An apparently homeless man is found shot in an alley and the first officer who arrived on the scene informs Cole that before he died the man claimed to be Cole’s father. Cole of course never knew who his father was as his mother who was mentally unstable had the habit of disappearing for long periods. Cole was conceived during one of these periods and the only clue he has ever had about his father was that he was a “human cannonball” in a circus. Cole has always wanted to track down his father at one stage it got to the point of an obsession. As Cole looks into the dead man’s past, he is unaware that his has made himself the target of an accomplice of the deceased man.
This is a much more of an emotional and personal novel than one would normally expect. Cole struggles fiercely to ascertain whether the dead man’s last words are in fact true only to find himself with his longtime partner Joe Pike watching his back as he is caught up in an extremely dangerous game where he is the bait. This does not however stop him from using people and in this case, it is the besotted Carol Starkey first seen in Demolition Angel. Despite the snappy dialogue and the bursts of violence, that takes place the best thing about this series as a whole is the intensity and the character driven studies of people that surface in Crais’s writing. In this case, we see that the reason Cole became a detective stems from his incessant need to track down his father.
It is not often that one comes across a book that leaves the reader with a lump in their throat, but in this case, The Forgotten Man does it quite easily. It goes without saying that Crais’s Elvis Cole books are much more heartfelt than his standalones and The Forgotten Man is no exception. Once again, Robert Crais has provided his legion of fans with an outstanding novel that elucidates more than a few of Cole’s insecurities.

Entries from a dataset
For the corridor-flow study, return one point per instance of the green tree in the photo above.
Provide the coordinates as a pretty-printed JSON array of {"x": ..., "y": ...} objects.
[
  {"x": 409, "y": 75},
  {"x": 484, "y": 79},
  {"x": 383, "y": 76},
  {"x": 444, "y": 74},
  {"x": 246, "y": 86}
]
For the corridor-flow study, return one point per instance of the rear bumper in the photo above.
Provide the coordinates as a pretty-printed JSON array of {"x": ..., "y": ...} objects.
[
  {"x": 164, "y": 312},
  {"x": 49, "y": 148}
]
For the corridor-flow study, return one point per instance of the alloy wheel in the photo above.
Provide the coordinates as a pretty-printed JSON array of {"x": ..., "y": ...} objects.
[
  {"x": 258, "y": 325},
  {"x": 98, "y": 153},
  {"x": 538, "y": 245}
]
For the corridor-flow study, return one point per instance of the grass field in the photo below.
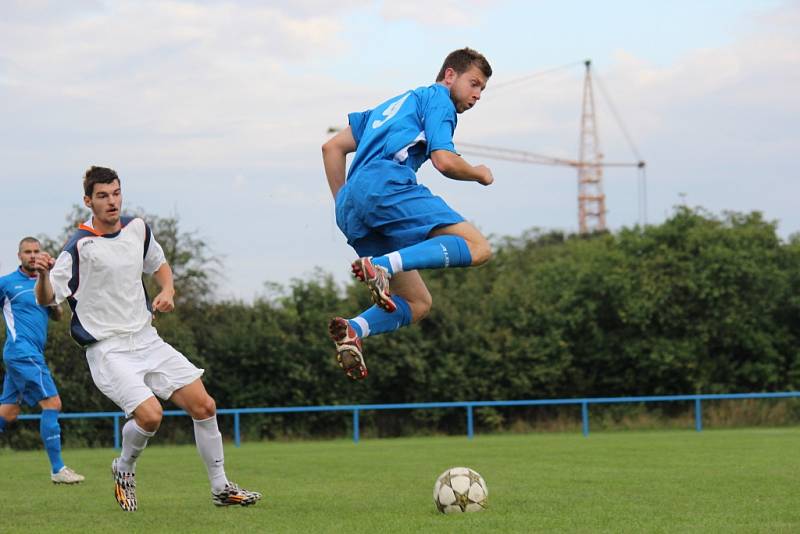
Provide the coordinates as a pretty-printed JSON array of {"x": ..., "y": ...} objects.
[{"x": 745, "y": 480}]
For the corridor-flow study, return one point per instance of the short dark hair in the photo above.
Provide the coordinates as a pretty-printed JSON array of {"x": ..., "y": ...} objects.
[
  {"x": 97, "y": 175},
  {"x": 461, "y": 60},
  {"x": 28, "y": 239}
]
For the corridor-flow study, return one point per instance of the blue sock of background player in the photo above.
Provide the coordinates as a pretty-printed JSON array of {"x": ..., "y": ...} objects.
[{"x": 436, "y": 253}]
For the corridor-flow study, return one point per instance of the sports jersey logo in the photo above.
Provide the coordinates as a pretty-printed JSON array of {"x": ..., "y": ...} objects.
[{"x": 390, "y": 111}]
--
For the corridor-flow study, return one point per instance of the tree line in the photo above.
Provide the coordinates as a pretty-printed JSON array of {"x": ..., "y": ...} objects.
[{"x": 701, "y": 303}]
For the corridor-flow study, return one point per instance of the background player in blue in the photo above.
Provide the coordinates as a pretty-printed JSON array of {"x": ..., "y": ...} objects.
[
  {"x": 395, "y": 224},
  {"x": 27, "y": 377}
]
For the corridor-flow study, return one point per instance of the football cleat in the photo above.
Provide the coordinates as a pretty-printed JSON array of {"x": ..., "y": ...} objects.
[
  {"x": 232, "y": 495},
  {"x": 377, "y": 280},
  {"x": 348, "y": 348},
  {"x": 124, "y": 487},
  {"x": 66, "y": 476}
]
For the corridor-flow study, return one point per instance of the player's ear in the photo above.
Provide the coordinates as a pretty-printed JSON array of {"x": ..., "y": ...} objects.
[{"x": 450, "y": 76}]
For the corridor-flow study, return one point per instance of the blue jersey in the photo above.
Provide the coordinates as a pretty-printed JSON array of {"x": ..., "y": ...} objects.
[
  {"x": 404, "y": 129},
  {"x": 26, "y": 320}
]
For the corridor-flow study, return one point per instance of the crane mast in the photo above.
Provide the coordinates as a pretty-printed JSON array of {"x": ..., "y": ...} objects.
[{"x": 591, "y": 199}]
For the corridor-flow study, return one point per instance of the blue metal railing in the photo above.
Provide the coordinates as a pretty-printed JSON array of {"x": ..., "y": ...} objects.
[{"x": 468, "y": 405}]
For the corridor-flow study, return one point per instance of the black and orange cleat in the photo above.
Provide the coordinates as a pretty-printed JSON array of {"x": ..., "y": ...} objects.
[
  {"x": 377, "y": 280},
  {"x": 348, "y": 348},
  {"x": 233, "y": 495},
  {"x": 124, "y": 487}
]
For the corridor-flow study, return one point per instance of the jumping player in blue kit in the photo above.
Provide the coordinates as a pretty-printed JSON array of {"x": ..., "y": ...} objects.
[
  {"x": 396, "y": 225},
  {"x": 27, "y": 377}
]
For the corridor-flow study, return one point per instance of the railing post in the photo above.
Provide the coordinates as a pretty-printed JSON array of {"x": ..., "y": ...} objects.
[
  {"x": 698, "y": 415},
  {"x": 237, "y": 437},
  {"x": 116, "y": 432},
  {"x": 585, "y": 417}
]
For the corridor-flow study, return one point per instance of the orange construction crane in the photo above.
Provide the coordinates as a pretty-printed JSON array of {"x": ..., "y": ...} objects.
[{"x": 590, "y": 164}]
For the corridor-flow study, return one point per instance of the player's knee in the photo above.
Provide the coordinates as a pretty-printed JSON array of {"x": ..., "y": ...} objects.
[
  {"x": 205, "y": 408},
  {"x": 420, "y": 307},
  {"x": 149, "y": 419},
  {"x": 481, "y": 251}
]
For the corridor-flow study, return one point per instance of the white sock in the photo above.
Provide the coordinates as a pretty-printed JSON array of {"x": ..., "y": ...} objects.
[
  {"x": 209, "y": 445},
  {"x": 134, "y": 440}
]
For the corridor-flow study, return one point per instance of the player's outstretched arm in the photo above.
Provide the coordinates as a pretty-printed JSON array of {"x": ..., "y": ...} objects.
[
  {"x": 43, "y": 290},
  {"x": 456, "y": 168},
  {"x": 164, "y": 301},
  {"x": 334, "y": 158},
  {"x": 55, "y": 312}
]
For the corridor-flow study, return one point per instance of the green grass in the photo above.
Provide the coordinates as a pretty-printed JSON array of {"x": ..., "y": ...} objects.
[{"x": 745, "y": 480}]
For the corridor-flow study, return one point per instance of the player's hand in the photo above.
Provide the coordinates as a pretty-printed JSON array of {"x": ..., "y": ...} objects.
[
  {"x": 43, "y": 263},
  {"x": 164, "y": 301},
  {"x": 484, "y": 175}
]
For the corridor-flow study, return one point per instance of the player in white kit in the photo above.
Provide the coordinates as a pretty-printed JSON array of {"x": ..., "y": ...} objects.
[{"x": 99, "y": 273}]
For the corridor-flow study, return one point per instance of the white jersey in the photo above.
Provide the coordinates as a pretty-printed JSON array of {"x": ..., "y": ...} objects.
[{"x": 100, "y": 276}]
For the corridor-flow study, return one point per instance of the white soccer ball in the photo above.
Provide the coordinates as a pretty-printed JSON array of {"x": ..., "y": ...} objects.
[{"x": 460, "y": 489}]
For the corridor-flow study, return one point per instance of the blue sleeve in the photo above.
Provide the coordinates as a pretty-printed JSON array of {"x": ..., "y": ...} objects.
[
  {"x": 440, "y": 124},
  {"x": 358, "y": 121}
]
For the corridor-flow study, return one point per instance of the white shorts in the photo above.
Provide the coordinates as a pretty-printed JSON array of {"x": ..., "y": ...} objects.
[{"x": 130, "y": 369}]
==
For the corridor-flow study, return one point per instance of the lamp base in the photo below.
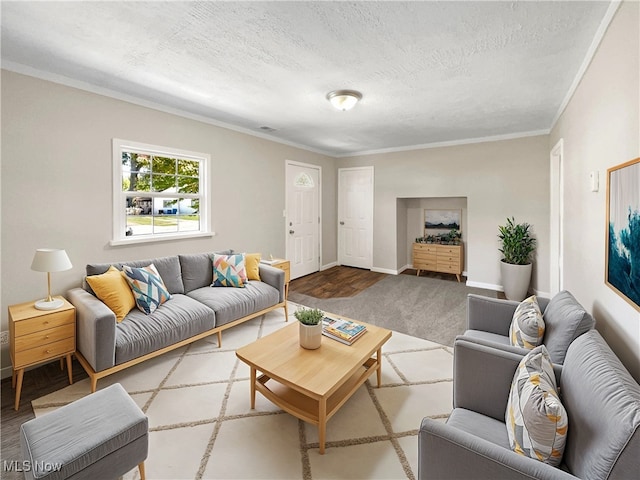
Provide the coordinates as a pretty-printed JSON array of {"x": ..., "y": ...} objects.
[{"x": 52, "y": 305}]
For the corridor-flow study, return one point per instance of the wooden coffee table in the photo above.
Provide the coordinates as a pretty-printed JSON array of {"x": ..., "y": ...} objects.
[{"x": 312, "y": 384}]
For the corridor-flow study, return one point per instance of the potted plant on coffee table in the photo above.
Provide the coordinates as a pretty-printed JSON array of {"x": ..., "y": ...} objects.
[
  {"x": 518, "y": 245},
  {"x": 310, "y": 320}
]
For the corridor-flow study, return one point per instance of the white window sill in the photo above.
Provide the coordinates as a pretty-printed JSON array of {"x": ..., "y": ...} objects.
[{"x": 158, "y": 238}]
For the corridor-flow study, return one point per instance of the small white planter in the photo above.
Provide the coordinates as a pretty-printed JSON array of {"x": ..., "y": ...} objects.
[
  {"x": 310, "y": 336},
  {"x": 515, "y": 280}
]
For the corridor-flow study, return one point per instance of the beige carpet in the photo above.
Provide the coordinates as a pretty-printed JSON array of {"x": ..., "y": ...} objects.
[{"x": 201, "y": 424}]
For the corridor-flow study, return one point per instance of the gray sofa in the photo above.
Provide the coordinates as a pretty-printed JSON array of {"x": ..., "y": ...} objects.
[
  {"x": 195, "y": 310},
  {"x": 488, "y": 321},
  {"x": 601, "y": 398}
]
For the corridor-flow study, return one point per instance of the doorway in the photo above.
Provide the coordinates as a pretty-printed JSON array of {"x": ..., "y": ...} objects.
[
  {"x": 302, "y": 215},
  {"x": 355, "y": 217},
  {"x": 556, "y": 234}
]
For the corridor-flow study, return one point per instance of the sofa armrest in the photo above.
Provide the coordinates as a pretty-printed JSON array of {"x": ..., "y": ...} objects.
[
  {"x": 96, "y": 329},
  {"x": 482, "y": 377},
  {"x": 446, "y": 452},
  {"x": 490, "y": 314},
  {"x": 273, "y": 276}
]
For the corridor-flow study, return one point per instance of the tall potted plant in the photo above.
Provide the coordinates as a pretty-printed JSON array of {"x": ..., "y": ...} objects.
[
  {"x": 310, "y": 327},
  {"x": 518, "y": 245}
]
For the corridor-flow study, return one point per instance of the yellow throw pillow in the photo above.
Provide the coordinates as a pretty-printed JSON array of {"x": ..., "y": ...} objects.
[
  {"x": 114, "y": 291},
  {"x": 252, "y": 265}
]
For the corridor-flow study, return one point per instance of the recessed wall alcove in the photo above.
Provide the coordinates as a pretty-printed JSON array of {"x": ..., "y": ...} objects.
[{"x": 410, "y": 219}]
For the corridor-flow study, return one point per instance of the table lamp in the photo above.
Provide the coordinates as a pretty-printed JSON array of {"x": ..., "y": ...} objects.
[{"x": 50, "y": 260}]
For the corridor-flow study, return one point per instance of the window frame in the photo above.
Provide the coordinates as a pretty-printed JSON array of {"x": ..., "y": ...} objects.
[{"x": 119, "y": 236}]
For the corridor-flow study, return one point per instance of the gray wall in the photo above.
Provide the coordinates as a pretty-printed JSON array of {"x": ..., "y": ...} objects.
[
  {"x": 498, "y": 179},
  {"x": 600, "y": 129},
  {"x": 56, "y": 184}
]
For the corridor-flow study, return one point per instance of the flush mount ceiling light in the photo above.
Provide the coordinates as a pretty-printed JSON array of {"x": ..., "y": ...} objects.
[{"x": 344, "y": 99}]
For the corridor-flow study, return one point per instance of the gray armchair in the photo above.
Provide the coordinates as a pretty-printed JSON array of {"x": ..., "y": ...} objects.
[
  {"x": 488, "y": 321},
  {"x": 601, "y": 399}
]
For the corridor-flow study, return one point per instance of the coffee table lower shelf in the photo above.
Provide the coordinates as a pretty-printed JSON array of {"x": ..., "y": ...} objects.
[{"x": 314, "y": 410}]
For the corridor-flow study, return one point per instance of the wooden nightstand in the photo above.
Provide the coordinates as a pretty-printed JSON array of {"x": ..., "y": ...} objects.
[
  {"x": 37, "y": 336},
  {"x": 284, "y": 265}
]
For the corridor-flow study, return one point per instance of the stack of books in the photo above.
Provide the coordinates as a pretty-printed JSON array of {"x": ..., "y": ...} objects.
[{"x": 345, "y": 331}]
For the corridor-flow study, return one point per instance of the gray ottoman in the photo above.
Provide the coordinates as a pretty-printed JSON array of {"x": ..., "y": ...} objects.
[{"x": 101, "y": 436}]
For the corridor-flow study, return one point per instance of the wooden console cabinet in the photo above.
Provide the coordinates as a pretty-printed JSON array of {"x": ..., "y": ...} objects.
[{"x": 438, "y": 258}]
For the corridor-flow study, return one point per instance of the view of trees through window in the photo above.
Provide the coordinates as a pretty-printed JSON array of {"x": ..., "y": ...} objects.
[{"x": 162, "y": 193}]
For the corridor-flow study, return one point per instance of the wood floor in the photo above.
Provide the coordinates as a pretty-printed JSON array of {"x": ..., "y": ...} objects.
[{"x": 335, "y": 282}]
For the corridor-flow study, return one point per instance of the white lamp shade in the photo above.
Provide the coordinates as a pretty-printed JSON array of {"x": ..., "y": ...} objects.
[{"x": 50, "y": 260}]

_Tasks to complete_
**A.** In the book review, what is the only clue Cole has ever had about his father?
**B.** Report the number of lines in the records that contain the string "sofa", treating uppercase and lowercase as different, and give only that number.

_Results in order_
**A.** His father was a "human cannonball" in a circus.

**B.** 2